#### Passage:
* * * * *

Toe Geometry - Tuning Wheel Alignment
The toe measurement is fundamental to wheel alignment for any road or race car because it changes handling performance and even tyre wear.
- Learn what toe is
- How to tune it to improve performance
- Ways to measure toe
- How to adjust toe
What Is Toe?
If you imagine you’re looking at the vehicle from the birds-eye view with the front of the car at the top and if the tips of the wheel are pointing in, this is toe-in. If the wheels are parallel, this is zero toe. If the wheels are pointing out, this is toe-out. The toe geometry refers to the symmetrical angle the wheel creates with the longitudinal axis of the vehicle, which is usually measured when the vehicle is static.
Literally, point your toes
An easy way to remember the different types of toe is, when standing, look down at your feet – if your toes are pointing in, it equals toe in. Then, you rotate them to point out: it’s toe-out. If they are not pointed in or out, you are parallel with zero toe. Hence the name toe in, toe out etc.

* * * * *

#### What to work on:
Please copy, word for word, the part of the toe geometry article that opens with the words containing "If you imagine" and closes with "toe out etc.".

#### Stored data:

* * * * *

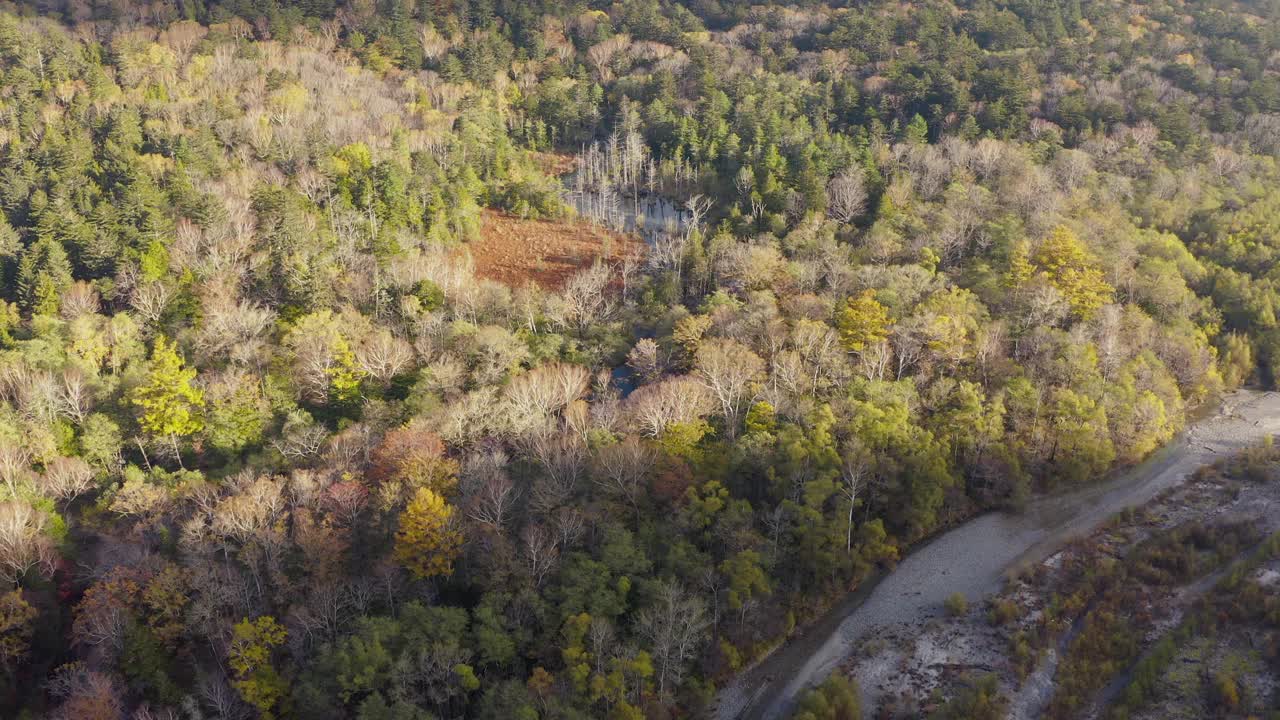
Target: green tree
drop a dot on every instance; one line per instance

* * * * *

#### Solution for this exercise:
If you imagine you’re looking at the vehicle from the birds-eye view with the front of the car at the top and if the tips of the wheel are pointing in, this is toe-in. If the wheels are parallel, this is zero toe. If the wheels are pointing out, this is toe-out. The toe geometry refers to the symmetrical angle the wheel creates with the longitudinal axis of the vehicle, which is usually measured when the vehicle is static.
Literally, point your toes
An easy way to remember the different types of toe is, when standing, look down at your feet – if your toes are pointing in, it equals toe in. Then, you rotate them to point out: it’s toe-out. If they are not pointed in or out, you are parallel with zero toe. Hence the name toe in, toe out etc.